■ TEXT TO READ ■
>>>>>

Mysterious, alluring, and elusive, the charismatic force of the collodion process propels us into the union of a known and unknown world. As a manual art this labor-intensive craft requires each step be performed by hand. During its fragile journey, it is essential that the glass plate be sensitized, exposed, developed and fixed while remaining wet.

The collodion process transports us to another place and time. Glass plates are hand coated to produce one-of-a-kind "ambrotype" images, positive images on glass. The process begins by hand pouring an emulsion of collodion and light sensitive salts onto a sheet of black glass. In ceremonial fashion, the plate is then bathed in a solution of silver nitrate to render it sensitive to light. Waiting, under the mystical shroud, the “wooden-view-camera” sits in silence, as the glass plate is brought to light. With the subject holding perfectly still, the lens cap is carefully removed from the antique brass lens and the seconds are counted. Eager to reveal itself, the glass plate is quickly brought to development. Appearing as a negative, it is immersed into a fixing solution, and as it clears, the image magically comes to "life."

<<<<<

■ EXTRACTED RECORDS ■
>>>>>

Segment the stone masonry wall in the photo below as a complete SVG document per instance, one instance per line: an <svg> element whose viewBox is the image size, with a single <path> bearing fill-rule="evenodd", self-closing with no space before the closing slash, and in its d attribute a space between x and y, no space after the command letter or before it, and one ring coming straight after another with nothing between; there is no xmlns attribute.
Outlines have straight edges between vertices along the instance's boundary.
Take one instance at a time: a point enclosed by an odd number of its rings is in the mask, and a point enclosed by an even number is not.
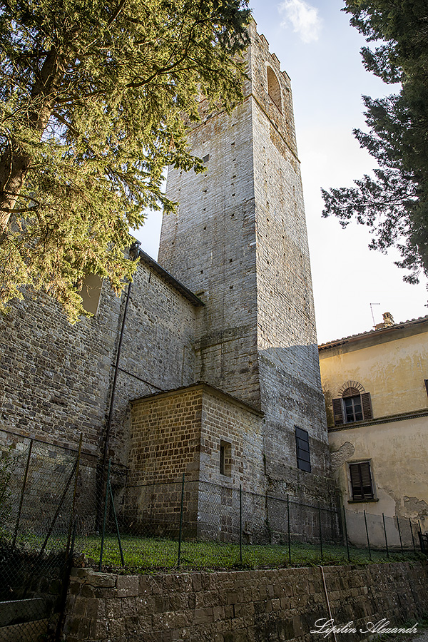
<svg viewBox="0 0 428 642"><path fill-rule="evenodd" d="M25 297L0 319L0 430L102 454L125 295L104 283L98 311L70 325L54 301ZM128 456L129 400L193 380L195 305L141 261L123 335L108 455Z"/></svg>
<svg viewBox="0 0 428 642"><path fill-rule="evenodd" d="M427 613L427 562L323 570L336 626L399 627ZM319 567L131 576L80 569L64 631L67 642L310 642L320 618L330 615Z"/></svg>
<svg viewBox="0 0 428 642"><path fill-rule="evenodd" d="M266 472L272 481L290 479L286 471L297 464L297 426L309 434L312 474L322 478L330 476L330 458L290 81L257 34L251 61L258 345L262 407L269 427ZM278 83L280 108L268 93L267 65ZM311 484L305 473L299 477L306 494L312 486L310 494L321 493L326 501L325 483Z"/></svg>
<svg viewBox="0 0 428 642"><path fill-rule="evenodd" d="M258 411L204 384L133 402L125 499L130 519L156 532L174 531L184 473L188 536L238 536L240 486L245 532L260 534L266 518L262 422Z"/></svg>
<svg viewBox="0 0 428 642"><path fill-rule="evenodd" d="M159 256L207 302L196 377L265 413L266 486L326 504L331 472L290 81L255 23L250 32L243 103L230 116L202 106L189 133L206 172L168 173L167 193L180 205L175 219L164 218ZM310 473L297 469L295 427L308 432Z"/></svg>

<<<<<
>>>>>

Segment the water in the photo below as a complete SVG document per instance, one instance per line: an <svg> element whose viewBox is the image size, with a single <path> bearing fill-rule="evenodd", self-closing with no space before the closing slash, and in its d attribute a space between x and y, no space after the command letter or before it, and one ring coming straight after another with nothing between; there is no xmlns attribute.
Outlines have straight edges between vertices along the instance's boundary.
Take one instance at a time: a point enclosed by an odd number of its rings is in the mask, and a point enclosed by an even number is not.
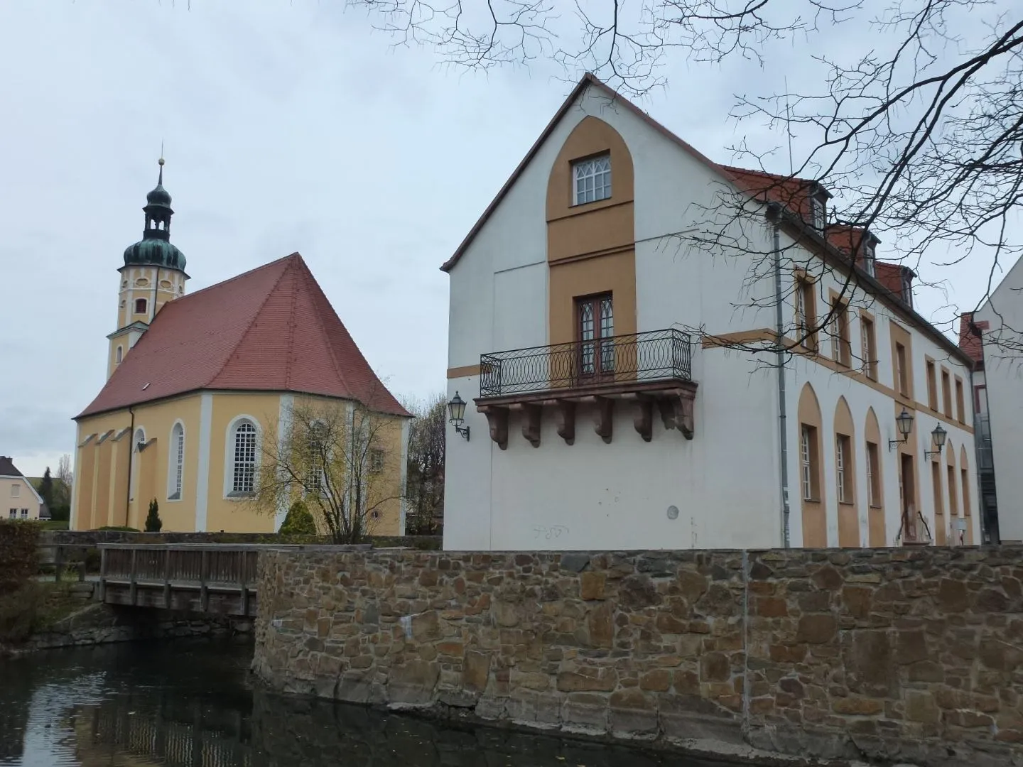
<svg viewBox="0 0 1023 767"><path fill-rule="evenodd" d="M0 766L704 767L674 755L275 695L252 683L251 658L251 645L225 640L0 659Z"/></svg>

<<<<<

■ DIRECTIONS FOR THIS TASK ■
Copy the stretch of the text on the collodion process from "Mysterious, alluring, and" through "while remaining wet.", word for word.

■ EXERCISE ANSWER ■
Mysterious, alluring, and elusive, the charismatic force of the collodion process propels us into the union of a known and unknown world. As a manual art this labor-intensive craft requires each step be performed by hand. During its fragile journey, it is essential that the glass plate be sensitized, exposed, developed and fixed while remaining wet.